**TEXT EXCERPT:**
# # # # # # #

That’s tantra guru, Laurie Handlers from the film, Tantric Tourists. She’s telling her brave band of loyal tourists how her tips for a better sex life can lead to spiritual enlightenment.

(Laurie Handlers) In tantra we use our sexual energy to fuel our bodies with our vital life force…

Well, at least if we can get the guys to go along…

From then, they’re usually shooting it out and when they shoot it out it robs them of their vital life force. So in tantra, men learn to experience their sexual energy internally, like women already naturally do.

Maybe I shouldn’t be too quick to throw Laurie under the tour bus. As you’ll hear from today’s guest, the very excellent Dr. Jeffrey Kripal, the link between the esoteric and the erotic goes a lot deeper than we think.

In this interview, Jeff and I not only talk about his new book, Secret Body, but also the role that academics are playing in this struggle we have over religion and spirituality. We talk about UFOs since Jeff has done some incredible work in this area. But the main focus of this interview is the connection between the esoteric and the erotic, the moral and the stuff that we maybe, sometimes, too quickly discard as being immoral.

# # # # # # #

**EXERCISE MATERIALS:**
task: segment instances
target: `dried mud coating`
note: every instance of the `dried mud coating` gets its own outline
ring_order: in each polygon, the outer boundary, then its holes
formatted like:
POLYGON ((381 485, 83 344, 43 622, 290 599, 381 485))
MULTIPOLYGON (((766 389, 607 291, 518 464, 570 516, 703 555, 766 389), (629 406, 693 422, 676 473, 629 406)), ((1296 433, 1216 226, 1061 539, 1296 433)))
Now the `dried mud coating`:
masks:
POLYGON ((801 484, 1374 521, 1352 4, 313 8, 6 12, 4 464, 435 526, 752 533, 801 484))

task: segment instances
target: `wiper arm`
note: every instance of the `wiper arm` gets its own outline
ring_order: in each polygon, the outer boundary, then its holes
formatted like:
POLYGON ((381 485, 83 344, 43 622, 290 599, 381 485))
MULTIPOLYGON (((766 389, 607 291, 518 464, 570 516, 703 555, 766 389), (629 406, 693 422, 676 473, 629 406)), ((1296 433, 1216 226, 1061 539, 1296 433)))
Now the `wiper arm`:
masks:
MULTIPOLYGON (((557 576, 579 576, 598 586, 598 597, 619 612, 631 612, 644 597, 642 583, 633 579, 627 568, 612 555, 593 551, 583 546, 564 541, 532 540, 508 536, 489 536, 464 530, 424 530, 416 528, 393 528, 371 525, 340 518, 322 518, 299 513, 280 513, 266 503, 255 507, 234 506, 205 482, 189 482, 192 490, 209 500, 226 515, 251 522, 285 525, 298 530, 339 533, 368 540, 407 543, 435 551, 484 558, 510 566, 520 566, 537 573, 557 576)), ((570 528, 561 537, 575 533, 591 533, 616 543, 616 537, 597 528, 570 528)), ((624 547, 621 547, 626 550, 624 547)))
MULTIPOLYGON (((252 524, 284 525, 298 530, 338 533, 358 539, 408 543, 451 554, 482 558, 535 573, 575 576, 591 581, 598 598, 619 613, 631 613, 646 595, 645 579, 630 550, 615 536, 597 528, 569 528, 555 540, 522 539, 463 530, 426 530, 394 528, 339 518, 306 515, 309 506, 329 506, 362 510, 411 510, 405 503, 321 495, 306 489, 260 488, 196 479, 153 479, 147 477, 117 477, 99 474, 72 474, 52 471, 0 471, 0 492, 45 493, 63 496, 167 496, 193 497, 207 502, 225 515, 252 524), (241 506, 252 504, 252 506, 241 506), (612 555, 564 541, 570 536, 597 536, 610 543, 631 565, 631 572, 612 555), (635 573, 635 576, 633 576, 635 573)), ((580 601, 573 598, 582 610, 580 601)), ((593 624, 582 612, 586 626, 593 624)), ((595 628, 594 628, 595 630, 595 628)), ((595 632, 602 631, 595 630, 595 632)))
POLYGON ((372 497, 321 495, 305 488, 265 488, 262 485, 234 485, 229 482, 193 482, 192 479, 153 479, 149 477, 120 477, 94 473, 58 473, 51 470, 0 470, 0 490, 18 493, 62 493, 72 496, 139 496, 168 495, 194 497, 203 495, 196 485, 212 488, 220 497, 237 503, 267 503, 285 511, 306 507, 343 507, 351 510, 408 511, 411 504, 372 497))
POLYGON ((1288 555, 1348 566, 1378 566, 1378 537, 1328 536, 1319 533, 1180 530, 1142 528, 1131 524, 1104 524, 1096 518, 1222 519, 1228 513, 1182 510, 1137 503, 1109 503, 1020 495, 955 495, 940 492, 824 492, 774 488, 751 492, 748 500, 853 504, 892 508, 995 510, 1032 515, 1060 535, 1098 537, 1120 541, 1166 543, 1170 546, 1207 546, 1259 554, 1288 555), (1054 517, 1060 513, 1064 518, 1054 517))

# # # # # # #

**GIVEN REQUEST 1:** Rescale the listing from its first line through the line containing "POLYGON ((801 484, 1374", both included, and give only those lines again, requests included. Multiply every polygon coordinate in the answers by 1.35 and round to whole numbers, with halves rounded up.
**GIVEN REQUEST 2:** Supply the next part of the text on tantra and the link between the esoteric and the erotic, starting from where it stops.

**WRITTEN REPLY 1:**
task: segment instances
target: `dried mud coating`
note: every instance of the `dried mud coating` gets its own outline
ring_order: in each polygon, the outer boundary, then its holes
formatted like:
POLYGON ((381 485, 83 344, 43 622, 290 599, 381 485))
MULTIPOLYGON (((766 389, 607 291, 518 464, 570 516, 703 555, 766 389), (629 406, 693 422, 676 473, 629 406)), ((1296 433, 1216 226, 1061 539, 1296 433)))
Now the `dried mud coating`:
masks:
POLYGON ((1081 653, 1855 703, 1825 5, 423 11, 8 16, 5 626, 587 710, 1015 720, 1081 653))

**WRITTEN REPLY 2:**
Alex Tsakiris: Is there a hierarchal nature to consciousness, because there sure as hell seems to be? I mean, that’s what all the near-death experience research says, research says. That’s what the past lives research says. That’s what the medium research says. It says there’s a hierarchical structure to consciousness.

Dr. Jeffrey Kripal: Sometimes people have profound life-changing religious experiences in situations, which are dangerous or deadly or traumatic, and sometimes, deeply charismatic spiritual teachers, who can change people instantly with a touch or a look, can also engage in abusive, sexual abusive or physical abusive behaviors.

What I’ve seen over the years is people who want to say that it’s all either pure light and happiness and love or it’s all nonsense, it’s not real. What I’m trying to plead for is, actually it’s messier than that and sometimes we can have profound religious experiences in amoral or even immoral situations.

Stay with me, my interview with Dr. Jeffrey Kripal is up next on Skeptiko.

(continued below)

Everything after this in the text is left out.